• **Required action**: Your answer should be an exact copy of all the entries, free of pictures.

• **Data shown**:
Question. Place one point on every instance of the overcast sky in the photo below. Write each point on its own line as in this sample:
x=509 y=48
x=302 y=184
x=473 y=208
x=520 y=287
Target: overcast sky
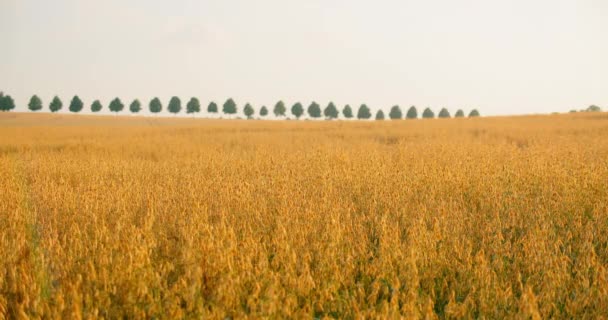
x=503 y=57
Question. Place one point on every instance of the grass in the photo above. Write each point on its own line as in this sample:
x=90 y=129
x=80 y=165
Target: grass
x=181 y=218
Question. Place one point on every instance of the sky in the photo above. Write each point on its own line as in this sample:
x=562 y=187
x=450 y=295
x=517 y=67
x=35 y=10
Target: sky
x=501 y=57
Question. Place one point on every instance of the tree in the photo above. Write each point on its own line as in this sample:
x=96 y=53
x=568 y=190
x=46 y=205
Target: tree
x=297 y=110
x=76 y=104
x=212 y=108
x=193 y=106
x=444 y=113
x=175 y=105
x=331 y=112
x=363 y=112
x=347 y=112
x=314 y=110
x=6 y=102
x=248 y=110
x=116 y=105
x=56 y=104
x=229 y=107
x=412 y=113
x=155 y=105
x=135 y=106
x=35 y=103
x=395 y=113
x=279 y=109
x=263 y=111
x=96 y=106
x=428 y=114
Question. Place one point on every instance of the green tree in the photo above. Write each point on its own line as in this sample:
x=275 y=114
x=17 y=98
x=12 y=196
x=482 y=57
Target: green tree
x=428 y=114
x=56 y=104
x=331 y=112
x=364 y=112
x=248 y=110
x=96 y=106
x=297 y=110
x=279 y=109
x=412 y=113
x=193 y=106
x=155 y=105
x=76 y=104
x=116 y=105
x=229 y=107
x=135 y=106
x=35 y=103
x=212 y=108
x=175 y=105
x=263 y=111
x=395 y=113
x=314 y=110
x=347 y=112
x=6 y=102
x=444 y=113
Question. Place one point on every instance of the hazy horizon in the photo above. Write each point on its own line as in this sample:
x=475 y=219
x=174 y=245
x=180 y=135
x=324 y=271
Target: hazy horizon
x=511 y=57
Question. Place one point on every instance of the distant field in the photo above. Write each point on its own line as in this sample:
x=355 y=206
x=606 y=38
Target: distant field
x=180 y=218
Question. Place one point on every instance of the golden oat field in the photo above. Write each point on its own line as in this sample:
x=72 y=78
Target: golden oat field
x=153 y=218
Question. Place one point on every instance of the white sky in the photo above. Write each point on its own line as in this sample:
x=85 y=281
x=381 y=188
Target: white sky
x=503 y=57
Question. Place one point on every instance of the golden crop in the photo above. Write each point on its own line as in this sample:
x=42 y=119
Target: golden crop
x=112 y=217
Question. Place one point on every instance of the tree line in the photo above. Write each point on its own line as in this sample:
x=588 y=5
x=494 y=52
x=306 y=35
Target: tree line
x=193 y=106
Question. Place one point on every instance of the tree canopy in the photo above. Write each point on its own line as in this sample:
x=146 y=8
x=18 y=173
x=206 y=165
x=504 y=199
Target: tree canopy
x=56 y=104
x=395 y=113
x=175 y=105
x=193 y=106
x=35 y=103
x=116 y=105
x=331 y=112
x=248 y=110
x=229 y=107
x=364 y=112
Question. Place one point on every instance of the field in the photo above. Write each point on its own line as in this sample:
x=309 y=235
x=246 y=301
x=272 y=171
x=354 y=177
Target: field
x=180 y=218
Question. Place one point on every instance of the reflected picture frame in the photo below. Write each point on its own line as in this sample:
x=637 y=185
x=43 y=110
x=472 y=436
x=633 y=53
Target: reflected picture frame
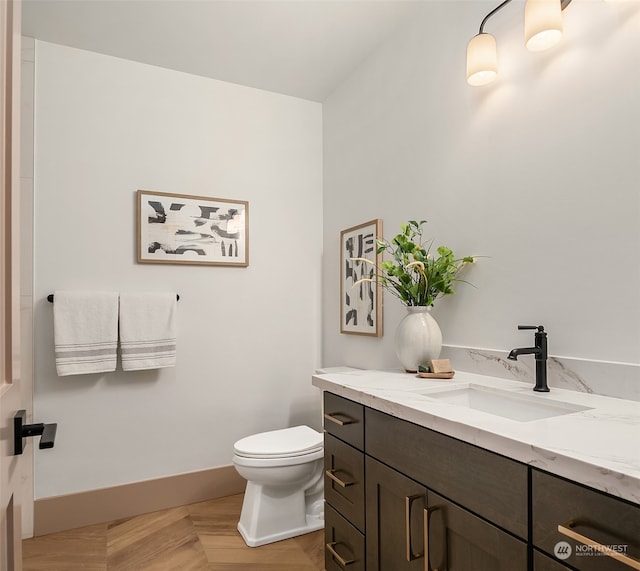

• **Written response**:
Question. Place one point on every instance of the overcast sky in the photo below. Write each point on its own line as in this sample:
x=509 y=48
x=302 y=184
x=473 y=208
x=520 y=287
Target: overcast sky
x=503 y=57
Question. Place one point on every instance of the grass in the photo above. Write each point on its own line as in this sample:
x=90 y=129
x=80 y=165
Target: grass
x=181 y=218
Question. Place one point on every instance of the sky in the photo above. Write each point on its own line as in this sample:
x=562 y=187
x=450 y=295
x=517 y=67
x=35 y=10
Target: sky
x=501 y=57
Question. Place one point on every instance of the tree in the photo above. Write each point on its own line as in this sample:
x=96 y=53
x=568 y=190
x=46 y=205
Target: tree
x=297 y=110
x=76 y=104
x=212 y=108
x=193 y=106
x=444 y=113
x=175 y=105
x=331 y=112
x=363 y=112
x=347 y=112
x=314 y=110
x=6 y=102
x=248 y=110
x=116 y=105
x=56 y=104
x=229 y=107
x=412 y=113
x=155 y=105
x=135 y=106
x=35 y=103
x=395 y=113
x=279 y=109
x=263 y=111
x=96 y=106
x=428 y=114
Question. Place one point on every instance of the green tree in the photo above. Write each point on its own line as in this sample:
x=275 y=114
x=17 y=98
x=12 y=196
x=482 y=57
Target: green tree
x=428 y=114
x=56 y=104
x=331 y=112
x=364 y=112
x=248 y=110
x=96 y=106
x=297 y=110
x=279 y=109
x=412 y=113
x=193 y=106
x=155 y=105
x=76 y=104
x=116 y=105
x=229 y=107
x=135 y=106
x=35 y=103
x=212 y=108
x=175 y=105
x=263 y=111
x=395 y=113
x=314 y=110
x=347 y=112
x=6 y=102
x=444 y=113
Question. Place one point on every instance of the hazy horizon in the photo above. Write each point on its own line as in this sample:
x=475 y=219
x=174 y=245
x=180 y=135
x=324 y=271
Target: hazy horizon
x=511 y=57
Question. Place one point on every instance of the distant field in the photo above. Write each point on its own line as in this sample:
x=355 y=206
x=606 y=38
Target: distant field
x=180 y=218
Question. Place one point on every instance of the golden oat field in the photo above. Write each point on its own line as in this sample:
x=72 y=78
Target: golden oat field
x=153 y=218
Question. Place one point on every instance of the white sky in the photo above. Write each point on its own line as in this sample:
x=85 y=281
x=381 y=188
Target: white sky
x=503 y=57
Question. Place one point on every instance of the golden crop in the photo above. Write each point on its own line as in this sample:
x=42 y=119
Target: golden crop
x=112 y=217
Question. Place one point on every instance of the tree line in the photo above. Write each point on its own line as in this sample:
x=588 y=5
x=494 y=52
x=306 y=35
Target: tree line
x=193 y=106
Question. Place one point on every instance of the tree canopy in the photo above. Write each point on its own line as in this sample:
x=146 y=8
x=18 y=173
x=206 y=165
x=504 y=199
Target: tree canopy
x=56 y=104
x=395 y=113
x=175 y=105
x=193 y=106
x=35 y=103
x=116 y=105
x=331 y=112
x=248 y=110
x=229 y=107
x=364 y=112
Question. Place one point on every instance of the field in the photo above. Write each point on its own line as in this sample:
x=309 y=235
x=246 y=301
x=272 y=171
x=354 y=177
Target: field
x=180 y=218
Question. Place one point on every instance of the reflected picture frame in the photo below. Write each point on its own line as in this sample:
x=637 y=185
x=43 y=110
x=472 y=436
x=633 y=53
Target: reflected picture frame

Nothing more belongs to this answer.